Print only the line with "Goal: identify bald man" and the lines after it, ending with the last line of the material, each exactly as it stands.

===== Data for the task =====

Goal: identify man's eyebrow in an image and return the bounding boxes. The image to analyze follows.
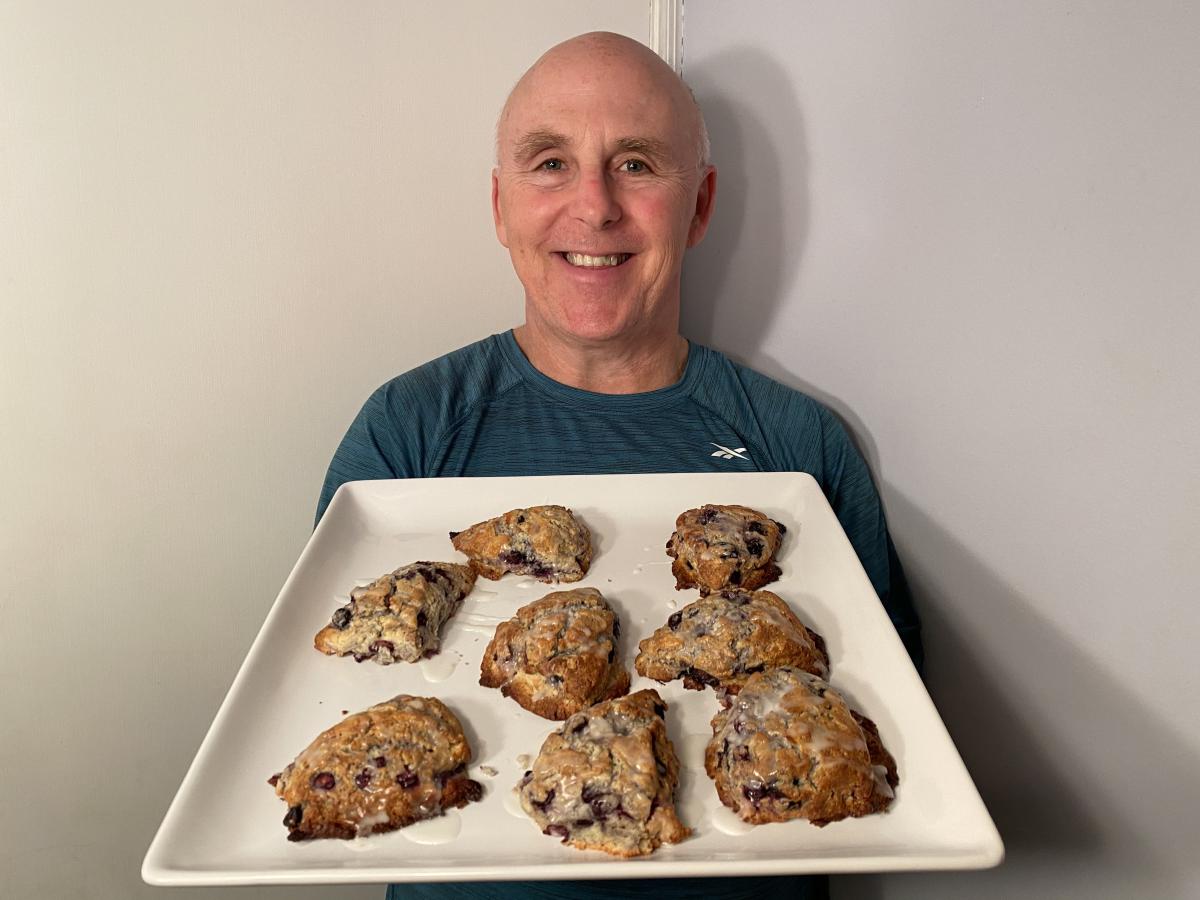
[511,130,570,164]
[508,133,675,165]
[614,137,671,160]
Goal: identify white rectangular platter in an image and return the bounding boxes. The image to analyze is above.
[143,472,1002,885]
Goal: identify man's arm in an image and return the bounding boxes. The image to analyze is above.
[817,407,924,671]
[315,385,420,525]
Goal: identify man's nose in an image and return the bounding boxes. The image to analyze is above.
[569,170,622,230]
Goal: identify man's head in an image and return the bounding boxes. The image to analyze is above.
[492,32,716,353]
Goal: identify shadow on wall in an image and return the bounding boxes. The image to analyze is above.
[681,47,887,480]
[836,491,1200,900]
[681,46,810,354]
[682,31,1200,900]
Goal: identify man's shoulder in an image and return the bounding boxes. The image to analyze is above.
[368,331,520,410]
[692,343,831,425]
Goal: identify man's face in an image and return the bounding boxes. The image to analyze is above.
[492,44,715,348]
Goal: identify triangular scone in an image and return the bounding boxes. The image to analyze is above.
[481,587,630,720]
[706,667,898,826]
[450,505,591,582]
[635,589,828,694]
[269,695,483,841]
[665,504,786,594]
[314,561,475,664]
[518,690,691,857]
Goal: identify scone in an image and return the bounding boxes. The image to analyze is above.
[269,695,483,841]
[314,562,475,664]
[517,689,691,857]
[450,505,591,583]
[635,589,829,693]
[665,504,786,594]
[480,587,630,720]
[705,667,898,826]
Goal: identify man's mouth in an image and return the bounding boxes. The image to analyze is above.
[560,251,632,268]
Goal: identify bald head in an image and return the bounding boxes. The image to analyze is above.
[497,32,710,171]
[489,31,718,368]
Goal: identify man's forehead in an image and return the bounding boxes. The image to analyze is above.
[496,32,703,168]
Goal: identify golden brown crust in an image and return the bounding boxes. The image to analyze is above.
[705,668,897,827]
[480,587,630,720]
[269,695,483,841]
[517,690,691,857]
[450,505,592,583]
[665,504,786,594]
[313,562,475,664]
[635,589,829,693]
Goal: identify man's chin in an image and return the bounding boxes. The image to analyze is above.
[553,309,650,345]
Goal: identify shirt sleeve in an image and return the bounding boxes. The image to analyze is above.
[315,384,422,526]
[817,407,924,671]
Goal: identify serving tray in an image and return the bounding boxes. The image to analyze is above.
[143,472,1002,885]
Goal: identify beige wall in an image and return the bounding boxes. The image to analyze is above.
[0,3,647,898]
[682,2,1200,899]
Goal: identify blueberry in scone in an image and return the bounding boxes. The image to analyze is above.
[665,504,786,594]
[517,689,691,857]
[269,694,483,841]
[314,562,475,664]
[480,587,630,720]
[635,589,829,694]
[705,667,898,826]
[450,505,592,583]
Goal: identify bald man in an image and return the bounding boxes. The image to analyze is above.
[318,32,921,900]
[490,31,713,394]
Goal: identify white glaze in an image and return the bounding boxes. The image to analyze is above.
[355,810,390,837]
[456,612,507,635]
[401,811,462,844]
[872,765,895,799]
[711,805,756,836]
[503,787,528,820]
[340,834,377,852]
[419,654,457,683]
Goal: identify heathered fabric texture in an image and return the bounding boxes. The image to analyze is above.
[318,330,922,900]
[317,330,921,662]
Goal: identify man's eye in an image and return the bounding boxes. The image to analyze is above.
[621,159,648,174]
[538,158,564,171]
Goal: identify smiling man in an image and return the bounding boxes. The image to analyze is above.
[318,31,921,900]
[492,34,713,394]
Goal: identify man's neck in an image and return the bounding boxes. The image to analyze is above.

=====

[Task response]
Goal: identify bald man in an image and return the bounding boxes. The image to analyze is above.
[318,32,921,900]
[490,31,713,394]
Goal: identify white glaze in an image and return the bounding boxes. The image to analyze is above.
[355,810,390,837]
[456,612,507,635]
[401,811,462,844]
[872,765,895,799]
[711,805,756,836]
[503,787,528,820]
[340,834,377,852]
[419,654,457,683]
Goal: identify heathered fabric texture in an image and return the bounding boxes. The image to analyze is above.
[318,330,922,900]
[317,330,921,662]
Goal: identify man's eye in an image and return the bounding boxes. The image to analyze is above.
[621,159,648,174]
[538,158,564,171]
Goal: identify smiling man in an image and return the bounding boxes. The image to analyze is above.
[318,31,921,900]
[492,34,713,394]
Goal: identify man's neck in an image and return the bounding boxes. The image to analyze is above.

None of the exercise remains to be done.